■ Articolo ■
====
Dopo aver assistito all'incontro al Salone del Libro di quest'anno, essermi presa una cotta adolescenziale, aver acquistato la mia copia e aver atteso pazientemente in coda il mio turno per farmela autografare (e io ci tengo agli autografi, come vi raccontai qui), non vedevo l'ora di tornare a casa a leggere “A wild Swan” di Michael Cunningham (“Un cigno selvatico”, pubblicato in Italia da La nave di Teseo). Siamo a luglio, stareste giustamente pensando...
Non ho impiegato tutto questo tempo a leggerlo, ma più di quello che immaginavo sì. Non nascondo che a differenza di “The Hours”, unico altro suo romanzo letto da me, l'inglese questa volta mi ha fatta un po' penare: ero sicuramente fuori allenamento, ma ho dovuto soprattutto cercare tantissime parole nel vocabolario perché ha usato un linguaggio davvero difficile, desueto, poco contemporaneo; sembra abbia avuto tutte le intenzioni di rifarsi alla lingua delle fiabe così come dovevano essere state scritte alle origini.
Al di là però delle mie difficoltà personali, che hanno sicuramente rallentato la mia lettura, era l'atmosfera che permeava le pagine a frenarmi: confesso che, a fine serata, stanca e assonnata, tutto avevo voglia tranne che incamminarmi tra quelle righe cupe. Dovevo aspettarmelo, visto che Ivan Cotroneo, quando l'ha presentato, ha descritto il pennino con cui sono state scritte come se fosse stato imbevuto nell'inchiostro più nero. Michael Cunningham però mi aveva altrettanto colta in inganno quando aveva affermato che aveva scritto questo libro per rispondere a questa semplice domanda: «Il lieto fine non mi basta, che cosa succede dopo?». Ecco, dopo non va quasi mai molto bene...
====
■ Consegna 1 ■
Secondo l'articolo su «Un cigno selvatico», quale editore pubblica il libro in Italia?
■ Consegna 2 ■
Trascrivi alla lettera il brano dell'articolo su «Un cigno selvatico» che comincia con "Al di là però" e finisce con "mai molto bene...".
■ Consegna 3 ■
Prosegui l'articolo su «Un cigno selvatico» di Michael Cunningham dal punto in cui si ferma.

■ Elenco materiale ■
====
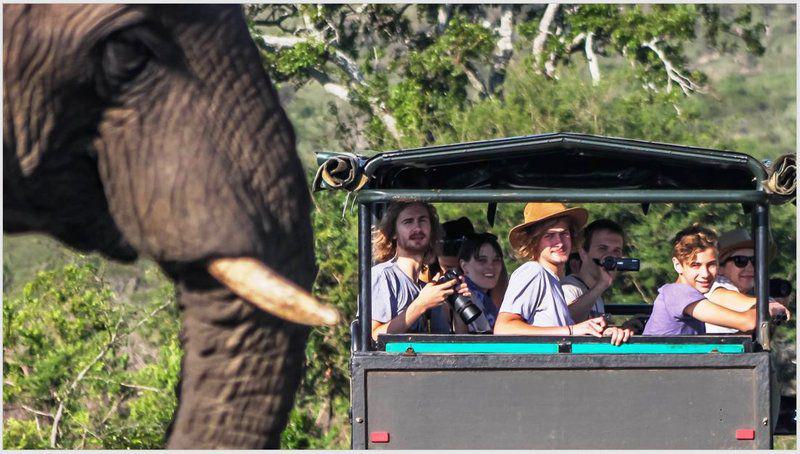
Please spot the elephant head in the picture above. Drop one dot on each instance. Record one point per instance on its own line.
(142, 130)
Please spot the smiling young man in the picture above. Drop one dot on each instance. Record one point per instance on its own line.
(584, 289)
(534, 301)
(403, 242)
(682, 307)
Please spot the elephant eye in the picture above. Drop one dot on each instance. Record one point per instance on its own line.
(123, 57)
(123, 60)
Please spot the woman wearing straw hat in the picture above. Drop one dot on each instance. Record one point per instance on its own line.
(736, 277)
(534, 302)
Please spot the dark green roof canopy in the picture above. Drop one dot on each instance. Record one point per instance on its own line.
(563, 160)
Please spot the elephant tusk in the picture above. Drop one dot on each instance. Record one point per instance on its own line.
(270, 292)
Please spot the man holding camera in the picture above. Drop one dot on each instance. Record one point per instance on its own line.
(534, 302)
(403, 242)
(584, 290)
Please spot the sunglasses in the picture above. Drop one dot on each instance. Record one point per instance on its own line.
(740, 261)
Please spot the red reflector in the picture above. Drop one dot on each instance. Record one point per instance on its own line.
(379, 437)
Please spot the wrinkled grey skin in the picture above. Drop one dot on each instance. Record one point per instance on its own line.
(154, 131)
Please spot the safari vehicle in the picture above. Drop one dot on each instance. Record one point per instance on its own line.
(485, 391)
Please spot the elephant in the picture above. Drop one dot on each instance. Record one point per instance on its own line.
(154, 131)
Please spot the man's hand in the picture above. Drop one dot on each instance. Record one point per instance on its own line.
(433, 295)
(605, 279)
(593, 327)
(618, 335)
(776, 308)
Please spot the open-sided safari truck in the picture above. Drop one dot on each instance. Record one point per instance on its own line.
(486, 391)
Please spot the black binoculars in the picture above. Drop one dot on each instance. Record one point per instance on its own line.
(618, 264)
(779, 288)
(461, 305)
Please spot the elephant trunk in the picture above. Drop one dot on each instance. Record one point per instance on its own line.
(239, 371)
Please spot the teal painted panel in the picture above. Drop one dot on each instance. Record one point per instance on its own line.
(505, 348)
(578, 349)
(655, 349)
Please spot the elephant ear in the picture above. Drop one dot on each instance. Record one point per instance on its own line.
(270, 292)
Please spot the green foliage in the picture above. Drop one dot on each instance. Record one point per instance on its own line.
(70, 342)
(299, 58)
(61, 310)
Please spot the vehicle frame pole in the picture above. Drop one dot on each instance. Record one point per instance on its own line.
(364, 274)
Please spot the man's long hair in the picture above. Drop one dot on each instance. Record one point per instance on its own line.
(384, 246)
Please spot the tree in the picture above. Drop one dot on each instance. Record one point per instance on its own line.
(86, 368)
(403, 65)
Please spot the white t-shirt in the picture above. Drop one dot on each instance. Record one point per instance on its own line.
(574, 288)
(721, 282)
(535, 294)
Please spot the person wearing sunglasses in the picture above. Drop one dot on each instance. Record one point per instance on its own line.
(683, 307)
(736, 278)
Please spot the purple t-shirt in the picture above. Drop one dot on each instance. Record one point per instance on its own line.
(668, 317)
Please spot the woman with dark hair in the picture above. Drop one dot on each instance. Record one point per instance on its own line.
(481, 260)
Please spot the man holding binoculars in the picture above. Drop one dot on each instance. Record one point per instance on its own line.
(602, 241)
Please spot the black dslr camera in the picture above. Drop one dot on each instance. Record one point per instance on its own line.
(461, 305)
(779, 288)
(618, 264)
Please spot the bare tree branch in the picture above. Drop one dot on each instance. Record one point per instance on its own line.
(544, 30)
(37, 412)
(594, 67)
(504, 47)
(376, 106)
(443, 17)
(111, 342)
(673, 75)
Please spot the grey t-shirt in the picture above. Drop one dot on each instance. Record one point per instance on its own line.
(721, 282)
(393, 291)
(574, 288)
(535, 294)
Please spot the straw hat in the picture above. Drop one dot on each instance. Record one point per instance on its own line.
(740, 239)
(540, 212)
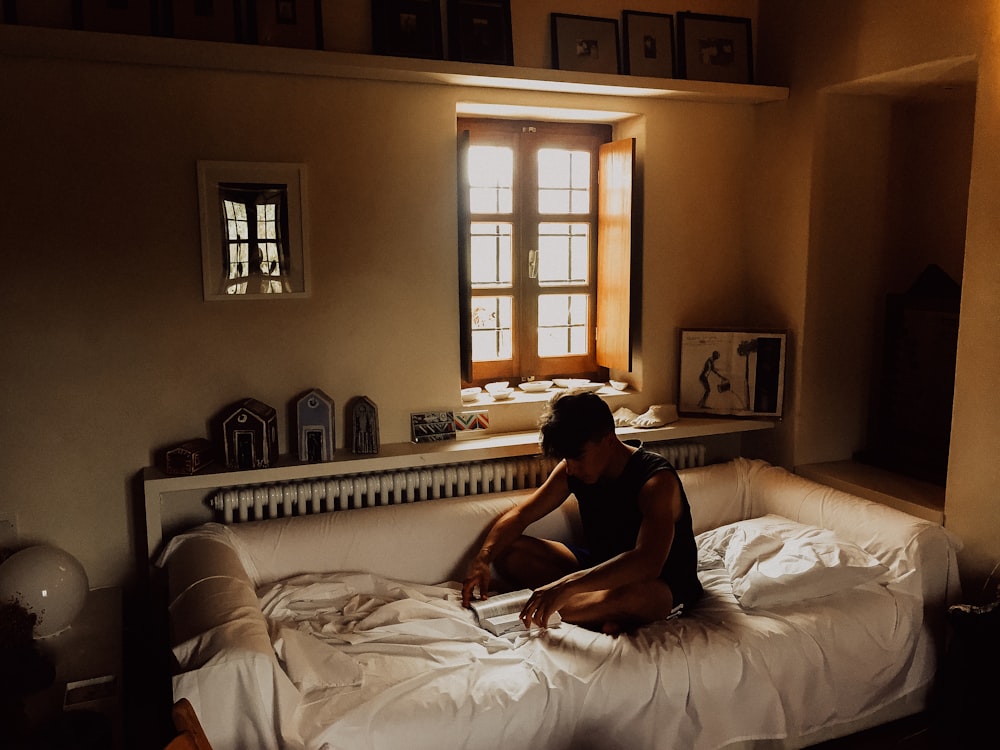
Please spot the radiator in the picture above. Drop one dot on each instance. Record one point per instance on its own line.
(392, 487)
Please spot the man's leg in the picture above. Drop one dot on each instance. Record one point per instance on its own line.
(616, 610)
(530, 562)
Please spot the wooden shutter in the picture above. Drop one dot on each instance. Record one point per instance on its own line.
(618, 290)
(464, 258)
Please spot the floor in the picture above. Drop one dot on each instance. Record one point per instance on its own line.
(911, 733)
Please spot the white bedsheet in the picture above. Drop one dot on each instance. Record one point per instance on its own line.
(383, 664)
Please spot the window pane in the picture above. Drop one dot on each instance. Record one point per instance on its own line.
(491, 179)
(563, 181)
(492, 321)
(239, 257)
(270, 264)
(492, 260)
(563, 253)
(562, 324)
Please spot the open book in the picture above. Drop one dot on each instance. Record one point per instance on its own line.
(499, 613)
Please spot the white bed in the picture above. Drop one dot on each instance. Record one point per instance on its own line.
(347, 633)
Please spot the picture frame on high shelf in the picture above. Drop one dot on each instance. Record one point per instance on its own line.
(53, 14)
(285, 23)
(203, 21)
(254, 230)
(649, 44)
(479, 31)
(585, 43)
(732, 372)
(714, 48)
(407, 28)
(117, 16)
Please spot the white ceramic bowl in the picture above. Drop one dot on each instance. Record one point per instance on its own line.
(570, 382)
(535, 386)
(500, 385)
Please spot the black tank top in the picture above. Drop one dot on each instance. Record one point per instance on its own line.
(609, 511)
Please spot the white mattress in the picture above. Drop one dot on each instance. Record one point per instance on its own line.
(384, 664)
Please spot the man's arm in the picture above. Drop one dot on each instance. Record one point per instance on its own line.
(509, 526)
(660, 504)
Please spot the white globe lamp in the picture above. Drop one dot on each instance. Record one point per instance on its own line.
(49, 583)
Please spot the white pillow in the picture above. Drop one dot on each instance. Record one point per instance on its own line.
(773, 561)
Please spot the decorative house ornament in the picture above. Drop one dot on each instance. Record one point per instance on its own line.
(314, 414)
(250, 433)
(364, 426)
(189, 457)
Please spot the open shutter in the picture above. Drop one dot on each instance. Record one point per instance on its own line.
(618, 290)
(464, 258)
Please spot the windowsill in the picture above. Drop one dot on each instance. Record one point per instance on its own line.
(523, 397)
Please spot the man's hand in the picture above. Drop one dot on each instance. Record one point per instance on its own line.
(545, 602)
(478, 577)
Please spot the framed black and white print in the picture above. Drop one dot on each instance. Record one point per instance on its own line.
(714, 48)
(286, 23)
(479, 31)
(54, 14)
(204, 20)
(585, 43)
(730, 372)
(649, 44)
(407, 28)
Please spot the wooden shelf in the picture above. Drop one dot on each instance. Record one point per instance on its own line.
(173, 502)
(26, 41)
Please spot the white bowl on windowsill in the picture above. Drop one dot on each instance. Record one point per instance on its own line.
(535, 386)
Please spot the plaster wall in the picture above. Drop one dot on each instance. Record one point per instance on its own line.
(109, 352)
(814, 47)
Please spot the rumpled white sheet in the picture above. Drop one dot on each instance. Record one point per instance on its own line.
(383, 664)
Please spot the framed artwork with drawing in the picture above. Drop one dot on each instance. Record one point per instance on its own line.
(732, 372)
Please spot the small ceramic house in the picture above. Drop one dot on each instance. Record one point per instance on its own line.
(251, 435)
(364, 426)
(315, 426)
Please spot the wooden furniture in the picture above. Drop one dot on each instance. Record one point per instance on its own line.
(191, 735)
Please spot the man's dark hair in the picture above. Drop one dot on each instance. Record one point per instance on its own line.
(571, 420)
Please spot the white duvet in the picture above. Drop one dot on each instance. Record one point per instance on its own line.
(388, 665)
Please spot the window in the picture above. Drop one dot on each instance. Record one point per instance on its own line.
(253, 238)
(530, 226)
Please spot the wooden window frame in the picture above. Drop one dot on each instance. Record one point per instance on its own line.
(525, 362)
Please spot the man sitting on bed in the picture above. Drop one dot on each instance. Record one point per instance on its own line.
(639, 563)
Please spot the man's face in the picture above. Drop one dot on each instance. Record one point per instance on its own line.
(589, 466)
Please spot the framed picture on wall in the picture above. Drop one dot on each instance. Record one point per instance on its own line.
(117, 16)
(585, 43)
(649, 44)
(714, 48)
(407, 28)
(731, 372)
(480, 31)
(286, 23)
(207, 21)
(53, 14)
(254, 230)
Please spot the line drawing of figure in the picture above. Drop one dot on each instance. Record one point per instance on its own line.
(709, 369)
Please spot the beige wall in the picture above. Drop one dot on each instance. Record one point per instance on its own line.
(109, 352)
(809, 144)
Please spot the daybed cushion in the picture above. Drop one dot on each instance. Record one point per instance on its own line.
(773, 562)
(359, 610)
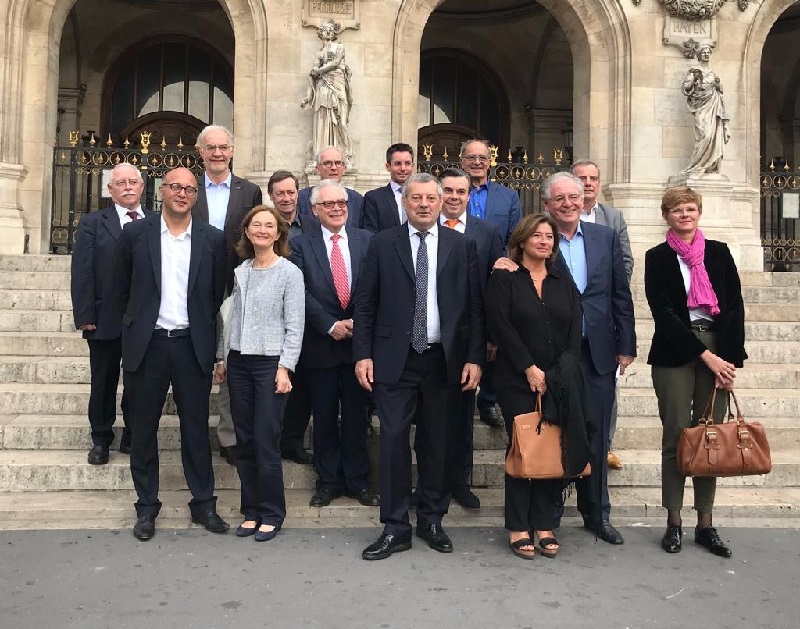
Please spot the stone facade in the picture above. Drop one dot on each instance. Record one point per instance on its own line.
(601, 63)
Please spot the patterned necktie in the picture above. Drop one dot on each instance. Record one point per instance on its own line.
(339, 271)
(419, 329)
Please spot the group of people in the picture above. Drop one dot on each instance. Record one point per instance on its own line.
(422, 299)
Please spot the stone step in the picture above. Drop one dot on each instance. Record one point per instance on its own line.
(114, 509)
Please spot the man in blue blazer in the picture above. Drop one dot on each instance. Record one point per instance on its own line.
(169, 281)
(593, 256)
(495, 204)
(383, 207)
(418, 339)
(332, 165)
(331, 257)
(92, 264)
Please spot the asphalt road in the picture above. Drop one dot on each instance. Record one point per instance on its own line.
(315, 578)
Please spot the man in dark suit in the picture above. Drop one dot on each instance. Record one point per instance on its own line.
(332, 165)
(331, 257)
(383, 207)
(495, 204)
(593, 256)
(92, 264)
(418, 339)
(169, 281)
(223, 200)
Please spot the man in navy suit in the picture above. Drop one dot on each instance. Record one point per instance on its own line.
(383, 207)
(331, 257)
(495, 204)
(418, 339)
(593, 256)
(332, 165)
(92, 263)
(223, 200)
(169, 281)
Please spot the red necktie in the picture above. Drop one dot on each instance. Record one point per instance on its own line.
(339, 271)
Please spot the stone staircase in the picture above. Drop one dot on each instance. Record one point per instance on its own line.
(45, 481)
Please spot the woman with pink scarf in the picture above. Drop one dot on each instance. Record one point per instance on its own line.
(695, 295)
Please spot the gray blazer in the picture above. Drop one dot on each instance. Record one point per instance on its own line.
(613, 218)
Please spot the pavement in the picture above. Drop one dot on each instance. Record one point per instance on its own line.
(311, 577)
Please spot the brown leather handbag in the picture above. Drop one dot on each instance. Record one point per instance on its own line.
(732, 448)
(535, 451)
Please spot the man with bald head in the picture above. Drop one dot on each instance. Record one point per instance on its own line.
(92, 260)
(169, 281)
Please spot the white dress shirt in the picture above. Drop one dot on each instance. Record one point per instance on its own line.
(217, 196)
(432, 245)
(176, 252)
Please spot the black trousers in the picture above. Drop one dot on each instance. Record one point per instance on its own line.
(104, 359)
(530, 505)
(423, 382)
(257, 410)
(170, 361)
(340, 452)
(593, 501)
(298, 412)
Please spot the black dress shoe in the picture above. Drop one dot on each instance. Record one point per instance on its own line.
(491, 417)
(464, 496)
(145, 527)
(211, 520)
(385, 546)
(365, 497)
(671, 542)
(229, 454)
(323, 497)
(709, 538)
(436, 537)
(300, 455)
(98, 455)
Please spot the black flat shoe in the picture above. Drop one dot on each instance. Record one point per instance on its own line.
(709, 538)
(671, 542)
====
■ Risultato 1 ■
La nave di Teseo.

■ Risultato 2 ■
Al di là però delle mie difficoltà personali, che hanno sicuramente rallentato la mia lettura, era l'atmosfera che permeava le pagine a frenarmi: confesso che, a fine serata, stanca e assonnata, tutto avevo voglia tranne che incamminarmi tra quelle righe cupe. Dovevo aspettarmelo, visto che Ivan Cotroneo, quando l'ha presentato, ha descritto il pennino con cui sono state scritte come se fosse stato imbevuto nell'inchiostro più nero. Michael Cunningham però mi aveva altrettanto colta in inganno quando aveva affermato che aveva scritto questo libro per rispondere a questa semplice domanda: «Il lieto fine non mi basta, che cosa succede dopo?». Ecco, dopo non va quasi mai molto bene...

■ Risultato 3 ■
Mi sono nuovamente ritrovata a domandare a uno scrittore «Perché?»; perché questo pessimismo, perché queste atmosfere buie e cupe, perché non c'è il lieto fine, perché sembra volerci dire «Non credete più alle favole».
Io però ho avuto la fortuna di sentirlo parlare Michael Cunningham, l'ho osservato in viso per un'ora intera, gli ho stretto la mano (lo seguo anche su Instagram!) e tutto mi è sembrato tranne un uomo freddo, cinico e senza speranza che non crede più alle favole. E allora che cosa ha cercato di dirci con questo libro?
Io mi sono data questa risposta: vedi, Biancaneve, la vita è difficile, dura, noiosa, delude spesso le tue aspettative, ti fa cadere, ti sporca e ti sbuccia le ginocchia, tocca ogni volta rialzarsi e sembra, ogni volta, più complicato. Siamo fatti carne e sangue, siamo mortali, deboli e, a volte, infidi e subdoli, eppure... Eppure, nonostante questo, vale la pena andare nel bosco e mangiare la mela, vale la pena ogni prima volta, vale la pena continuare a sognare, a sperare, a immaginare, quando ancora tutto è possibile e non ha importanza il dopo.

I like thinking this way, when I was a dream you were having, when I was premonition, when I was perefect because I didn't exist, when I was pure possibility,... when you were immaculate, and entirely strange, and the most perfect and beautiful creature I'd ever seen. Before I lifted the lid...and kissed you for the first time.

Mi piace pensarla così, quando ero ancora un sogno che stavi facendo, quando ero una premonizione, quando ero perfetto perché non esistevo ancora, quando ero pura possibilità,... quando tu eri immacolata, e totalmente estranea, e la creature più perfetta e bella che io avessi mai visto. Prima che io sollevassi il coperchio... e ti baciassi per la prima volta.

(Il libro di Michael Cunningham è arricchito dalle bellissime illustrazioni di Yuko Shimizu e a partire dall'8 luglio ci sarà la possibilità di vederle dal vivo presso la Venaria Reale, all'interno della manifestazione Milanesiana organizzata da Elisabetta Sgarbi. Qui tutte le informazioni.)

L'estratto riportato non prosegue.